Of all the entries below, retype only the lines from the one with "Target: front bumper" through the one with "Each instance of the green foliage", exactly as they appear.

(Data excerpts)

Start of Block

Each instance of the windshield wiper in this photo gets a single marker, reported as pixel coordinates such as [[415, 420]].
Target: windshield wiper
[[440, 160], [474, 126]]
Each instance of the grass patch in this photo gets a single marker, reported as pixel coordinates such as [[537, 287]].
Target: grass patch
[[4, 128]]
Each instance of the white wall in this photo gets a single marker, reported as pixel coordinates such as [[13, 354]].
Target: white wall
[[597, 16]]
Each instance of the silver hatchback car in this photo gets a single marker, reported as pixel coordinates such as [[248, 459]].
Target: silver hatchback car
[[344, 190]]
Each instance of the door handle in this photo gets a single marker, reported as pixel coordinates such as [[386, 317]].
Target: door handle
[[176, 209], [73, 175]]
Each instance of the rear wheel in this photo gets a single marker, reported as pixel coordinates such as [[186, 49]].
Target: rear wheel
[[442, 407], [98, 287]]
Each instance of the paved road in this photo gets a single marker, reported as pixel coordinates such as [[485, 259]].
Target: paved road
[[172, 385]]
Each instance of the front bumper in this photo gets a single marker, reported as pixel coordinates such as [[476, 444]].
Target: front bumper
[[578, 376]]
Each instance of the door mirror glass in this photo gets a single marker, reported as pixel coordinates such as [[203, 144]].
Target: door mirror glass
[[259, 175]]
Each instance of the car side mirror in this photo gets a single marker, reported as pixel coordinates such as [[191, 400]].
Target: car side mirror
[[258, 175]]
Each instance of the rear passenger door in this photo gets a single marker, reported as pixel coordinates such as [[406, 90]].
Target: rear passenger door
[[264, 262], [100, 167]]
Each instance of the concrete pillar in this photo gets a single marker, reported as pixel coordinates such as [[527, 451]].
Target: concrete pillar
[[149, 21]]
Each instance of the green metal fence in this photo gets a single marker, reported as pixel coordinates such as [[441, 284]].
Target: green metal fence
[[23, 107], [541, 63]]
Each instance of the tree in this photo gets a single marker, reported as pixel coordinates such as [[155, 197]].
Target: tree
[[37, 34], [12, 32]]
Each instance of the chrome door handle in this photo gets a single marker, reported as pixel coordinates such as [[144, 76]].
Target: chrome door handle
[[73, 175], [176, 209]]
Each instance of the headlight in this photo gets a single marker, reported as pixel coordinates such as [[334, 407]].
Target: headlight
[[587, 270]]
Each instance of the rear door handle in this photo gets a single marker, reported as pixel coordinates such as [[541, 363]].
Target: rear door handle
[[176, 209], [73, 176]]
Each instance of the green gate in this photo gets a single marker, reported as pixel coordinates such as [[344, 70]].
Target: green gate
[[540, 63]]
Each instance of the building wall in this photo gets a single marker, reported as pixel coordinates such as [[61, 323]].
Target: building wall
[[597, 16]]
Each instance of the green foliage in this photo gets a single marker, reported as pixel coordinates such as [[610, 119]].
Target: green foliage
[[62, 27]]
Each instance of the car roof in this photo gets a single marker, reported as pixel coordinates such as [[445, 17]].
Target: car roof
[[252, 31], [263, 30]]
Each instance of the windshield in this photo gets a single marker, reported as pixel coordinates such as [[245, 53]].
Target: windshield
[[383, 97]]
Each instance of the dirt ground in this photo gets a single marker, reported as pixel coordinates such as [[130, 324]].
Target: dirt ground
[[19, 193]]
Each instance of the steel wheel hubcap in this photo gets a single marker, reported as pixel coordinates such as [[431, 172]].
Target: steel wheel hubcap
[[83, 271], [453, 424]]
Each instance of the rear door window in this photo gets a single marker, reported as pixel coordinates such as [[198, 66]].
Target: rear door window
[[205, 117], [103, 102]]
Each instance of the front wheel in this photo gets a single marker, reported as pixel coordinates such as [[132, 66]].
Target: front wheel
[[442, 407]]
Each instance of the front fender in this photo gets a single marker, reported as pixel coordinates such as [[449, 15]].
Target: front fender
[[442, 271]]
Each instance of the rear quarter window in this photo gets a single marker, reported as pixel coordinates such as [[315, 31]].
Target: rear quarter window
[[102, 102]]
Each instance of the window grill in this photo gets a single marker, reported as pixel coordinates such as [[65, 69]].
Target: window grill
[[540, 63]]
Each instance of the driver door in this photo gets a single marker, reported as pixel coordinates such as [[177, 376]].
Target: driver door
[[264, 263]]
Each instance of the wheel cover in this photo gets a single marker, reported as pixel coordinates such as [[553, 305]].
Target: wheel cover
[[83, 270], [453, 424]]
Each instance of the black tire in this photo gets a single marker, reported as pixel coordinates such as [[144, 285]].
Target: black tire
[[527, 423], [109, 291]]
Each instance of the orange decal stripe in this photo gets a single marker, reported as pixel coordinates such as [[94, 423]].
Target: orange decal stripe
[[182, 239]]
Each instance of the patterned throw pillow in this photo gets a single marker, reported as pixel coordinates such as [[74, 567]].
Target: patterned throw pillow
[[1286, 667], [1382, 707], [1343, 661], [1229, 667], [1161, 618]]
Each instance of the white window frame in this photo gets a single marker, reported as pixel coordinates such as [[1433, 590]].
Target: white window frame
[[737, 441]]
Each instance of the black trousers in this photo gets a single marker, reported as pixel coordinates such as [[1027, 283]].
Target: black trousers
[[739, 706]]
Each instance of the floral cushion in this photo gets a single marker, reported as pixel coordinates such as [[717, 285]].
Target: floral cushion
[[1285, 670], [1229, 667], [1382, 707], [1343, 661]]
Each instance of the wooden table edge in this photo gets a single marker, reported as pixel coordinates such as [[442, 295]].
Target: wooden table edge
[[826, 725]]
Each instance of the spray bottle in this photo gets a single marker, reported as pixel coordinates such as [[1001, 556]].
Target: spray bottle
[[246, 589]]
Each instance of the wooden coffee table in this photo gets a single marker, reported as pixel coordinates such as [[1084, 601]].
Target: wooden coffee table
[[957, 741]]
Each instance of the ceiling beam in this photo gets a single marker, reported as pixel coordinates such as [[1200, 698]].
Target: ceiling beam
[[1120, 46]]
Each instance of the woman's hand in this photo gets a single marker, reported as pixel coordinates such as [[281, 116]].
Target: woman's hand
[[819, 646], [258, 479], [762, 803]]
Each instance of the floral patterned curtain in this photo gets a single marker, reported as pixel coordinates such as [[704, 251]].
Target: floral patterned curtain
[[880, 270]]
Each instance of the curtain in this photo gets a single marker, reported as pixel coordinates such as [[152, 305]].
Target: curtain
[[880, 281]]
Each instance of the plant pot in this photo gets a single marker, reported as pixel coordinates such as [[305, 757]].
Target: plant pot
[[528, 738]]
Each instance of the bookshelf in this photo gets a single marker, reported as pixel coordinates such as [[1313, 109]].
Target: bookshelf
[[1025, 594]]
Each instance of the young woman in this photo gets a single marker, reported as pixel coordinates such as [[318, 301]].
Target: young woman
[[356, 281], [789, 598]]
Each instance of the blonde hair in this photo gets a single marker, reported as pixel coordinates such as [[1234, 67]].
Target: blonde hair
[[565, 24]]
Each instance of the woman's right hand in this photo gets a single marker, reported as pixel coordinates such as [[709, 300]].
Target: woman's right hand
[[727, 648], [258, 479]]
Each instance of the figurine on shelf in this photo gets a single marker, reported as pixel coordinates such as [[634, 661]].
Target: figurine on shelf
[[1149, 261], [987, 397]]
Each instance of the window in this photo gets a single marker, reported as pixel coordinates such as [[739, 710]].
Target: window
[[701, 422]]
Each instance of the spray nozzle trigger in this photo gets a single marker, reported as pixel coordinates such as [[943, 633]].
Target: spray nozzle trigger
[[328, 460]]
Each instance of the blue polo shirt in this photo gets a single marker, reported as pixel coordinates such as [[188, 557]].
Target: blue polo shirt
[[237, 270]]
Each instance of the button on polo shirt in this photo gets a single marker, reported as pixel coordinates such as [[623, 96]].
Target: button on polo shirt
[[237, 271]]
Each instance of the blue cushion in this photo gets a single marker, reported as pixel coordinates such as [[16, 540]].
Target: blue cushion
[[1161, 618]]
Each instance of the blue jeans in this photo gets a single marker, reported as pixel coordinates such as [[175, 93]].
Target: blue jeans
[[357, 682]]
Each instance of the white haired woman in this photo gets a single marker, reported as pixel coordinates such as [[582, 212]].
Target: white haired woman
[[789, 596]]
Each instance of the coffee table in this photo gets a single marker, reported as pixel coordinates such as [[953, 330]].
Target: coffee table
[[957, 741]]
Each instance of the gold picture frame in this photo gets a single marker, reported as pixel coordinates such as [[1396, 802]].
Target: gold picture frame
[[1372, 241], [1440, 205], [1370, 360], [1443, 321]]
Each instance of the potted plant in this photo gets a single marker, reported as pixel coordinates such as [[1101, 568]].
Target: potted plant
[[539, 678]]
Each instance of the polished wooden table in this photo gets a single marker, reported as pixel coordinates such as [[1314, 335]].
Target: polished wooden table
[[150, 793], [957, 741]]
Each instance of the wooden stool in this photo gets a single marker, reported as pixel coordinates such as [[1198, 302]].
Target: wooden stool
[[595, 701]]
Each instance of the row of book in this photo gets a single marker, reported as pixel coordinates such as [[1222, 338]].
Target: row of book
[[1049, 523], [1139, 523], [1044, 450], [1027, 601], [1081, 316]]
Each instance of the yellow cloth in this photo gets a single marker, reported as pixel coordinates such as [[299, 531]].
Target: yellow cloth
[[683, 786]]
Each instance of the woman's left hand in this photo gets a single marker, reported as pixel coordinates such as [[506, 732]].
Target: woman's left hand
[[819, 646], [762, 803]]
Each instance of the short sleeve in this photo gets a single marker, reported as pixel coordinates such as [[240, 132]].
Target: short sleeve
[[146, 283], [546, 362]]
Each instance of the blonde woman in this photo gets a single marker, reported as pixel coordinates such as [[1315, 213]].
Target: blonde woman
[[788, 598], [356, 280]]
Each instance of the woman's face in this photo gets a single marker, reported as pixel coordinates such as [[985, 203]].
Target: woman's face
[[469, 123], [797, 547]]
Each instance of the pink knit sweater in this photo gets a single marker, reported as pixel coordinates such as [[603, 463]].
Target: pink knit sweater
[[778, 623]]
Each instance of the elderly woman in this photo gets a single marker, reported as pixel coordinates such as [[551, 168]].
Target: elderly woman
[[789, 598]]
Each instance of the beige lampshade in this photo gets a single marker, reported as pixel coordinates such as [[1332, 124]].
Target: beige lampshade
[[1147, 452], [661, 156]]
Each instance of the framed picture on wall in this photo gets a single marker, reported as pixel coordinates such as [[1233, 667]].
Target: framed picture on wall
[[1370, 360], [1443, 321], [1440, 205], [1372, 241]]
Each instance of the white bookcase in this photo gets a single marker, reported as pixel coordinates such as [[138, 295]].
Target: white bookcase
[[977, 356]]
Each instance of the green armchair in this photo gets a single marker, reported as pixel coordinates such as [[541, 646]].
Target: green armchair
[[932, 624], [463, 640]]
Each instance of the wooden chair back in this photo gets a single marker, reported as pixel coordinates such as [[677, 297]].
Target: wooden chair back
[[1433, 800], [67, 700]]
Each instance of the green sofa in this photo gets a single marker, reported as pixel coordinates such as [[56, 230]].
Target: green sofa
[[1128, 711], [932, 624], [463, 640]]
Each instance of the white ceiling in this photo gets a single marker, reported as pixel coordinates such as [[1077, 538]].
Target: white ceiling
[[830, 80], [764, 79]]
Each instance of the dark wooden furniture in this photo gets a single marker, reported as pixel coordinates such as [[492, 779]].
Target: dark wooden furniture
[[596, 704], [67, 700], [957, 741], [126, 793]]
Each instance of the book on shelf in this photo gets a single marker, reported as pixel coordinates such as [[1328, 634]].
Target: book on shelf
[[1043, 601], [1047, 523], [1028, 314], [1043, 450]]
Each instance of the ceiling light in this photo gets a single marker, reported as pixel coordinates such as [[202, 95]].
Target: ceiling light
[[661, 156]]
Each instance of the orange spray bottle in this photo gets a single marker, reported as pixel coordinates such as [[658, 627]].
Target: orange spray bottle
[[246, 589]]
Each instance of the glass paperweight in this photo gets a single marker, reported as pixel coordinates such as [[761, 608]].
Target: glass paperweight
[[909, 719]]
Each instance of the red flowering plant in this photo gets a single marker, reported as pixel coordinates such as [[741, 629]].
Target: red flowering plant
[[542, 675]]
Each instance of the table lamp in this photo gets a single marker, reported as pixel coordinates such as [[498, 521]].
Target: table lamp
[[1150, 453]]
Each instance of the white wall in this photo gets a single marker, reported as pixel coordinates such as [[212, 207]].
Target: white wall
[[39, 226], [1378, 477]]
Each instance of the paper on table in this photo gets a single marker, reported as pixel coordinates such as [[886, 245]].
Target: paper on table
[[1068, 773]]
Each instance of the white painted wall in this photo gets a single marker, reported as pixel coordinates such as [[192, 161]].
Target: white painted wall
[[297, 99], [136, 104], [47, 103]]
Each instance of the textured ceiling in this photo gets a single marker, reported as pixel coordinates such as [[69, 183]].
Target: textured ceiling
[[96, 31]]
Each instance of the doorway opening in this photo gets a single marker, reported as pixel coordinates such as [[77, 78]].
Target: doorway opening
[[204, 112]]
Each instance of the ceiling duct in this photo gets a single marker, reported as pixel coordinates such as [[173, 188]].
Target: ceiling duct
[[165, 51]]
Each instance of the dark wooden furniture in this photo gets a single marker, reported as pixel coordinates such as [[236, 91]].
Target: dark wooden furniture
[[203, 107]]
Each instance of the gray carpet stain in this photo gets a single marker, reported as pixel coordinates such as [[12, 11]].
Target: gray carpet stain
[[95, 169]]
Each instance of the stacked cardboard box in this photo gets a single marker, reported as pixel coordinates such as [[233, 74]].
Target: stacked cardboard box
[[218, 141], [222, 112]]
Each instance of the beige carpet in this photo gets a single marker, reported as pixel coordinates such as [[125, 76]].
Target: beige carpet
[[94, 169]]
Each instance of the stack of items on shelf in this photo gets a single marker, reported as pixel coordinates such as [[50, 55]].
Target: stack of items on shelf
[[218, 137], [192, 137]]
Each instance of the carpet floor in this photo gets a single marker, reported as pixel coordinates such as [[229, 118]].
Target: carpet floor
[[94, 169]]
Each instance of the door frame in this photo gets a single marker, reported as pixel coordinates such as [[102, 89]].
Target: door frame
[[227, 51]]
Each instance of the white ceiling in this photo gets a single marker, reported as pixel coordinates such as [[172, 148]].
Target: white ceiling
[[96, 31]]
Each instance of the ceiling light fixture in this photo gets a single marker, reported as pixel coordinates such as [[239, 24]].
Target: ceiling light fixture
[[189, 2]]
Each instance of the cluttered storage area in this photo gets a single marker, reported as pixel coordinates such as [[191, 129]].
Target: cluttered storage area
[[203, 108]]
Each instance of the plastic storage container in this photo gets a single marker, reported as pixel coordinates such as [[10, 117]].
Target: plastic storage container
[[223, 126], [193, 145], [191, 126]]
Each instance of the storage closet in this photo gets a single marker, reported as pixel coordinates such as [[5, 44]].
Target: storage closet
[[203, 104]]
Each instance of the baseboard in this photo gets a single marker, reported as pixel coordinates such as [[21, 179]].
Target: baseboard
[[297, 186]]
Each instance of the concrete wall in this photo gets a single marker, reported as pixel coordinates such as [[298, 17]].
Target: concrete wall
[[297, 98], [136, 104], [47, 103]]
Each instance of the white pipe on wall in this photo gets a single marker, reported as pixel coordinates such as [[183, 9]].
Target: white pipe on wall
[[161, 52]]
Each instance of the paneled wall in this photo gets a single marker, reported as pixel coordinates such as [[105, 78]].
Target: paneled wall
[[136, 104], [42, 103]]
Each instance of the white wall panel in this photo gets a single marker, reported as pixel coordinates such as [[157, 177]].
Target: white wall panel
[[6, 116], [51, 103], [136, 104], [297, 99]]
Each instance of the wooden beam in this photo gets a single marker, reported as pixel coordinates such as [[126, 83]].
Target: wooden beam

End of Block

■ OUTPUT ■
Target: front bumper
[[578, 376]]
Each instance of the door mirror glass in this photo gets a single marker, reported as pixel coordinates such as [[203, 144]].
Target: door mirror glass
[[259, 175]]
Each instance of the car side mirror in this photo gets a single marker, reported as pixel coordinates such as [[191, 400]].
Target: car side mirror
[[258, 175]]
Each instance of the rear passenger door in this photo gets a single marker, reported as pixel coordinates such as [[406, 90]].
Target: rear passenger door
[[264, 262], [100, 167]]
Each instance of the concrete pillar in this photo gets a single marker, reported as pixel coordinates such as [[527, 451]].
Target: concrete pillar
[[149, 21]]
Each instance of the green metal fence in this photo gets a single marker, reported as pixel coordinates such as [[441, 284]].
Target: green metal fence
[[23, 107], [541, 63]]
Each instance of the tree in this photo gets a single marker, reported as pixel coordinates such as [[155, 197]].
Target: tree
[[37, 34], [12, 32]]
Each instance of the chrome door handle in this photo gets a single marker, reported as pixel coordinates such as [[144, 76]].
Target: chrome door handle
[[73, 175], [176, 209]]
Each instance of the headlight in this photo gets a single marker, reported as pixel coordinates such as [[334, 407]].
Target: headlight
[[587, 270]]
Each instance of the rear door handle in this photo gets a single marker, reported as pixel coordinates such as [[541, 363]].
Target: rear door handle
[[176, 209], [73, 176]]
Each instance of the green gate in this photo gets a single marker, reported as pixel coordinates such as [[344, 70]].
Target: green gate
[[540, 63]]
Each instance of the building wall in this photo gets a single marker, reported as pixel coordinates such as [[61, 323]].
Target: building wall
[[597, 16]]
Each instance of the green foliage in this photo gets a single marker, reported as pixel coordinates such as [[610, 119]].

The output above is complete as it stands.